## [What is expected]
Starting from the line containing "Expected output, for every instance of the maroon", write out the rest of the entries exactly, through the final line, including nothing else.

## [Records to process]
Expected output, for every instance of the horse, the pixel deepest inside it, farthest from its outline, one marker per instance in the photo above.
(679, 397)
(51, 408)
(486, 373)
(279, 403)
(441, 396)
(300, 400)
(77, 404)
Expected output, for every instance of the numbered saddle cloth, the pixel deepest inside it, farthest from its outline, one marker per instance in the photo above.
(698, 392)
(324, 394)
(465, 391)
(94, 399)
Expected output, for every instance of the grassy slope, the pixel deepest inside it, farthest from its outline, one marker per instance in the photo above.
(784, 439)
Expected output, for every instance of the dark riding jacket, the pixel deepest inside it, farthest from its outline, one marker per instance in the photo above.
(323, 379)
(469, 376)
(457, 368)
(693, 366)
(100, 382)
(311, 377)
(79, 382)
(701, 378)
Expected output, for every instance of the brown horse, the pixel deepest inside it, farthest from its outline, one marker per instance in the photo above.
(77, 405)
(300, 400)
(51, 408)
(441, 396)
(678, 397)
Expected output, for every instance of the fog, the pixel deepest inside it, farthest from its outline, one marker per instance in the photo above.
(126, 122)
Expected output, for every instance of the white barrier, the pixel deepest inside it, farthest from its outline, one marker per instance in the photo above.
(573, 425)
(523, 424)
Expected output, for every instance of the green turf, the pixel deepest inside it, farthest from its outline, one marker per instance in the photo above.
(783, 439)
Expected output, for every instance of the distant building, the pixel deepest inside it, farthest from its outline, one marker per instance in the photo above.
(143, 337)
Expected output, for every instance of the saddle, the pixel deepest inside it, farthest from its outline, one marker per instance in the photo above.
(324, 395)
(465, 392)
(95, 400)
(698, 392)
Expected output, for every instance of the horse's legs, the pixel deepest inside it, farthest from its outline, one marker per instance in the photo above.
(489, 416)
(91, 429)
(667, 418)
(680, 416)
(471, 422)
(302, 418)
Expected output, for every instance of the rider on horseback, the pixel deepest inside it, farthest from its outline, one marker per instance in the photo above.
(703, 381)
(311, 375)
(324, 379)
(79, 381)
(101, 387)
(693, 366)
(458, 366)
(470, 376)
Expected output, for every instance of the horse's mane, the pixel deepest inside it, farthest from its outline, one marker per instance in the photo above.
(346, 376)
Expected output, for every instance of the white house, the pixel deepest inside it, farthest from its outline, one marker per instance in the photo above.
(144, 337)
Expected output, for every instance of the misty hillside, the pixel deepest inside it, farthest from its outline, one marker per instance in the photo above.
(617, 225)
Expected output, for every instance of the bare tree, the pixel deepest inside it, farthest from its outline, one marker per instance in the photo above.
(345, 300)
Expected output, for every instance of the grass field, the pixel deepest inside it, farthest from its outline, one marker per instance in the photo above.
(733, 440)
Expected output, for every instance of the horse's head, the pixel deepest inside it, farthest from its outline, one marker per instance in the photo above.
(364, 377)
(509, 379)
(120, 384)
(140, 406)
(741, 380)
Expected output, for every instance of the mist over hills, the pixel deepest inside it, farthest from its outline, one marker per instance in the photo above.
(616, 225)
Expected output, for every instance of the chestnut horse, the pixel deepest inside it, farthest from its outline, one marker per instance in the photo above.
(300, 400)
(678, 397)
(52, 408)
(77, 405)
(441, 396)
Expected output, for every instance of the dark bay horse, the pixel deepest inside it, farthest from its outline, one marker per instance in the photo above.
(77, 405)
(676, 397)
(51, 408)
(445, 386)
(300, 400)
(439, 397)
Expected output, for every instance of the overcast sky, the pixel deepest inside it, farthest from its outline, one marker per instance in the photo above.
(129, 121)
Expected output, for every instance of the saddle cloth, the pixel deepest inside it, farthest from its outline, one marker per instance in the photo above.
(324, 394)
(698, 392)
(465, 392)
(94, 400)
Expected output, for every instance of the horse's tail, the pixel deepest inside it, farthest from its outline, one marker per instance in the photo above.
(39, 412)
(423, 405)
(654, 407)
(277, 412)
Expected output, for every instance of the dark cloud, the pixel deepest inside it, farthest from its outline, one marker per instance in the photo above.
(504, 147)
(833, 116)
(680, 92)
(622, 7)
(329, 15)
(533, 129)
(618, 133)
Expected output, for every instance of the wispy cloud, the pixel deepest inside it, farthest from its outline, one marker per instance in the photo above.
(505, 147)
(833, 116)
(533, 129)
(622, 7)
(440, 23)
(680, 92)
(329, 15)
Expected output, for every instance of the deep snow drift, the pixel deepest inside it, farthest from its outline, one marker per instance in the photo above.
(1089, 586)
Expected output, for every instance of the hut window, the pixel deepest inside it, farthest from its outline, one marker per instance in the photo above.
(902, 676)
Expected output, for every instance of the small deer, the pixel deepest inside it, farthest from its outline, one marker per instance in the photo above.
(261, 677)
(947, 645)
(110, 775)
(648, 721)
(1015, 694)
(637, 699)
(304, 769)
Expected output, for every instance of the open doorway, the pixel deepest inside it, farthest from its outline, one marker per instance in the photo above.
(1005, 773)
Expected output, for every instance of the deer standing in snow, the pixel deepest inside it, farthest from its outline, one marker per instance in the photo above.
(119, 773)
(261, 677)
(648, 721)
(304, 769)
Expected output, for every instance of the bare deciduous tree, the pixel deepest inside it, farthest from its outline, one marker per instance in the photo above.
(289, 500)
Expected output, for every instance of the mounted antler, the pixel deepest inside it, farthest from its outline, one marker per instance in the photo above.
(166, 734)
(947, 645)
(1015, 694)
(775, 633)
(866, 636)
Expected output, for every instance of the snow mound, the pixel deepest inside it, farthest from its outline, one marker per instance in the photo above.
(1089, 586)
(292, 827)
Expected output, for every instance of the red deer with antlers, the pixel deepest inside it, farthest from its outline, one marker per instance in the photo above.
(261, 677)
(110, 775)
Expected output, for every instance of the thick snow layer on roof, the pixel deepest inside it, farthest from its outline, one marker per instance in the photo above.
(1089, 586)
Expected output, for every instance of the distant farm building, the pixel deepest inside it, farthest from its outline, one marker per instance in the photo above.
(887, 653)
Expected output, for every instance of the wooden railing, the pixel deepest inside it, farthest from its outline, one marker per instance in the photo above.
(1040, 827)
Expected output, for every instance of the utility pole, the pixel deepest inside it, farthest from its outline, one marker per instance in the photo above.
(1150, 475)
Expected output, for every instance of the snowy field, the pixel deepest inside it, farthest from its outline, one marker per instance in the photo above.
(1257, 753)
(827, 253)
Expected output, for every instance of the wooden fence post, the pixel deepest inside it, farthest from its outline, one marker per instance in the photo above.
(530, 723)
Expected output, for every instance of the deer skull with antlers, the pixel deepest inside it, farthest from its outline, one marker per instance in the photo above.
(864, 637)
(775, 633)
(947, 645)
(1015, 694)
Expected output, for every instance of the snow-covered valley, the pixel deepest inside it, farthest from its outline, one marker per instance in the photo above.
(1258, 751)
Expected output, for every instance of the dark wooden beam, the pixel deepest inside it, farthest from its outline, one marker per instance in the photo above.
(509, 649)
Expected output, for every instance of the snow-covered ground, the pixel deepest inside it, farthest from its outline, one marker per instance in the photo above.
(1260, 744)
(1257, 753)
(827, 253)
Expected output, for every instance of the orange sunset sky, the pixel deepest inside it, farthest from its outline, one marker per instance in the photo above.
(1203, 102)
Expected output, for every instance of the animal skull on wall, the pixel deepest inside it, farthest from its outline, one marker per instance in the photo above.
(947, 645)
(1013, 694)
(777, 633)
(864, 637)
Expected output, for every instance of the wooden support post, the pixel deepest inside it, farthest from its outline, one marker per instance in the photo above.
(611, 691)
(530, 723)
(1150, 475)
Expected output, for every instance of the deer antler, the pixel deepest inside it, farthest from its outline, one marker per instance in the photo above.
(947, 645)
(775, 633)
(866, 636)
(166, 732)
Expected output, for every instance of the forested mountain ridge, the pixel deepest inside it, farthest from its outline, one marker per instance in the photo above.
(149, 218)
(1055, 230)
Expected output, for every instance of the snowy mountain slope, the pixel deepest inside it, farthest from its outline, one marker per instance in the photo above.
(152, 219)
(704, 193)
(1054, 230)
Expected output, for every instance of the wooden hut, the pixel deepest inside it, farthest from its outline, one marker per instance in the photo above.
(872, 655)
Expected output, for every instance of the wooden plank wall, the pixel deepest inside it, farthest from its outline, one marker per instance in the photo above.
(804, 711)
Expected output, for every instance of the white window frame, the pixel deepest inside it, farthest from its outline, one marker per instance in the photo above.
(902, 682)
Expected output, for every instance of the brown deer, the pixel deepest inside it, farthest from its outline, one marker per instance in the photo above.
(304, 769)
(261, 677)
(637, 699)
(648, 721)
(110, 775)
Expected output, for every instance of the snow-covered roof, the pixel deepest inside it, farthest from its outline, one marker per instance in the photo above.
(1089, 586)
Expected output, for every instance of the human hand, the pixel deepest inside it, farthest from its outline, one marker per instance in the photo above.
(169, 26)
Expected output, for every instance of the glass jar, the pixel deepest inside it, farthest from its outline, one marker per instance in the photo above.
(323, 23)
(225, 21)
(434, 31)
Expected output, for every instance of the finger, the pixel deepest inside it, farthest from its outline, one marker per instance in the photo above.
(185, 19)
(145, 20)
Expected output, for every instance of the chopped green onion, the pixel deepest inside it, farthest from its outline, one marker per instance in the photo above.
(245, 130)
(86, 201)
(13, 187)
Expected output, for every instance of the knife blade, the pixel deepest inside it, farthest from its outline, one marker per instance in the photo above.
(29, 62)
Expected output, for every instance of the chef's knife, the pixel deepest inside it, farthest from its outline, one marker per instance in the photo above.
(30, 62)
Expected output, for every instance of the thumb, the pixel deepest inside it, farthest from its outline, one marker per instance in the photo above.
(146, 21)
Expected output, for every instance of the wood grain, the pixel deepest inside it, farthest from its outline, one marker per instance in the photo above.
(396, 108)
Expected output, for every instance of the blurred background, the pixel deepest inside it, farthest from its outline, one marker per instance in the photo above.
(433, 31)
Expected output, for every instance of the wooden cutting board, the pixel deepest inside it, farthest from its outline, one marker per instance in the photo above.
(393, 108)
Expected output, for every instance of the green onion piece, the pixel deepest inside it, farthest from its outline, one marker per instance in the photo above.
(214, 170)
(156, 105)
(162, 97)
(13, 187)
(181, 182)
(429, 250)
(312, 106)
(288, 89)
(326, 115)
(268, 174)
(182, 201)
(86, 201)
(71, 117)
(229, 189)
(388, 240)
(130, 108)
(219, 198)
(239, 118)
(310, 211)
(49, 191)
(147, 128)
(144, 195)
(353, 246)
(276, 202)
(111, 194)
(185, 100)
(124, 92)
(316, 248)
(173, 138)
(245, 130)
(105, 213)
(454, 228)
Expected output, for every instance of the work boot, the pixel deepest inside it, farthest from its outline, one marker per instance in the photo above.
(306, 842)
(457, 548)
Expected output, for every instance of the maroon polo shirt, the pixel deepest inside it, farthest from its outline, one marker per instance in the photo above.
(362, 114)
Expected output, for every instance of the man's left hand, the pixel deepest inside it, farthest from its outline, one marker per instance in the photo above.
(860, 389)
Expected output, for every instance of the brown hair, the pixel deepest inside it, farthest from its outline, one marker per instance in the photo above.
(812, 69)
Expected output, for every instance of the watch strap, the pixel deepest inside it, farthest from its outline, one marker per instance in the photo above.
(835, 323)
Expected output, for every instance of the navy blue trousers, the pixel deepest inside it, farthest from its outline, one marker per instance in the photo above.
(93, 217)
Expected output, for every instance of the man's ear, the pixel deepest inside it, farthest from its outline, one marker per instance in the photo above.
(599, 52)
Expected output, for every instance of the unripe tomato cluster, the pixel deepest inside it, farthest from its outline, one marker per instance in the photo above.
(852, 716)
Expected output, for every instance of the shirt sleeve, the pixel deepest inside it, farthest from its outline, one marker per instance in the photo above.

## [Solution]
Expected output, for every instance of the maroon polo shirt, the pixel deepest inside it, farthest from its outline, one marker per instance in the photo above.
(362, 114)
Expected output, for every instance of the man's left hand, the pixel deepest inside it, farthest from its outline, one marker per instance in the photo above.
(860, 389)
Expected output, for every instance of the brown hair, the pixel deepest inside it, farthest from its outline, one marker per instance in the photo above.
(812, 69)
Expected output, for every instance of the watch strap, the pixel deepest inside it, farthest from its outline, one marker per instance in the photo above.
(835, 323)
Expected output, for every instance of the navy blue trousers, the pixel deepest inside it, farthest from its outline, one marker per instance in the photo above.
(93, 217)
Expected output, for every instance of the man's ear, the pixel deepest inside it, farthest from its outline, one marker per instance in the photo above.
(599, 52)
Expected output, for every instance of the unripe tomato cluster, the pixel deepest inside it, farthest from its outline, one marker per instance in the photo above.
(852, 716)
Expected output, for every instance of the shirt sleeve, the pixel deepest inside it, farthest from its outline, one marker per instance in the photo above.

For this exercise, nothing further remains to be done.